Problem description: Rewrite the material from the line with "point: book page" through the end of the material, replacing "wooden" with "oak" and keeping everything else the same. Leave the pictures out of your answer.

Records supplied:
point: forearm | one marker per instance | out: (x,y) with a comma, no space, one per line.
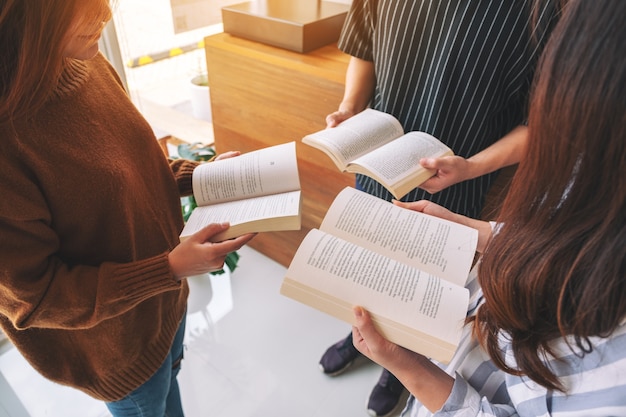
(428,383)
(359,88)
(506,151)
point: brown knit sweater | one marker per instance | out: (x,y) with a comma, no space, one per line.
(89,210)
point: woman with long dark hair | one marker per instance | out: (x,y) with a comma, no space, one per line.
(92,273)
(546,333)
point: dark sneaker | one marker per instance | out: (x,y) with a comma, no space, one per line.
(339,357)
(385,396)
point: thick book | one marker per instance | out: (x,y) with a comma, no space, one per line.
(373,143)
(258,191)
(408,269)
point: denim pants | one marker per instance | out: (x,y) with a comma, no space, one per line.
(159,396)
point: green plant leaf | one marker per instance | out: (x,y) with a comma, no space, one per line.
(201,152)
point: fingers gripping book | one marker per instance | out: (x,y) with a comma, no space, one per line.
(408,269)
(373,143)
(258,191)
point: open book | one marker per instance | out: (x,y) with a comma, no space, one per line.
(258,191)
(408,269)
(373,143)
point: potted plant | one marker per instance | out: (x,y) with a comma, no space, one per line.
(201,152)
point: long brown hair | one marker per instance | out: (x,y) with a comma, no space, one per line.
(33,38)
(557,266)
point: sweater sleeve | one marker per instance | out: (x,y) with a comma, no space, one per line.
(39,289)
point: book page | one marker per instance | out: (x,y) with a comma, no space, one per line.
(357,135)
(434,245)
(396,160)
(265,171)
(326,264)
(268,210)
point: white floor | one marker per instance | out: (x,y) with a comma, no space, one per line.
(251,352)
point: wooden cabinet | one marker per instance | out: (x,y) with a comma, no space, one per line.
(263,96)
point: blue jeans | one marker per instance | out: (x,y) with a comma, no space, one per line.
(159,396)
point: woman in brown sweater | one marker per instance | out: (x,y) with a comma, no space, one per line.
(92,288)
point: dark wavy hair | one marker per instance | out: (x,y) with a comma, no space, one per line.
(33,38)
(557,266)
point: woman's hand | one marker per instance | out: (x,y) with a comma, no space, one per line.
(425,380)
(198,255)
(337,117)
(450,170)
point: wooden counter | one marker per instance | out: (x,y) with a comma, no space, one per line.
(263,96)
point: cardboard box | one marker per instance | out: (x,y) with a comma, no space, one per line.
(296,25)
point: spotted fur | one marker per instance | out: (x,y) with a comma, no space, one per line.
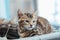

Response to this task:
point: book page | one marker per instance | out: (x,y) with a comma, no space, one per line.
(357,135)
(434,245)
(396,160)
(265,171)
(326,264)
(268,210)
point: white floor | one marker per instance | out: (x,y) with a comma, no space, one per line.
(251,352)
point: oak cabinet | one marker per instance | out: (x,y) with a comma, no space, one per line.
(263,96)
point: blue jeans | one marker per instance | out: (x,y) with a comma, no space, one per line.
(159,396)
point: woman in brown sweater | one marker per instance | out: (x,y) with a comma, no space, one per line.
(92,288)
point: dark wavy hair | one marker per instance | out: (x,y) with a comma, no space, one per line.
(33,38)
(557,266)
point: woman's hand | one marker per instance | out: (x,y) with a comma, no space, one per line.
(425,380)
(198,255)
(337,117)
(450,170)
point: oak counter | one marker per instance | out: (x,y) with a comma, no space, one per line.
(263,96)
point: cardboard box | one marker per instance | out: (x,y) with a comma, no space, one per line.
(296,25)
point: spotted fur | one marker per instance | out: (x,y) with a comma, no space, one per line.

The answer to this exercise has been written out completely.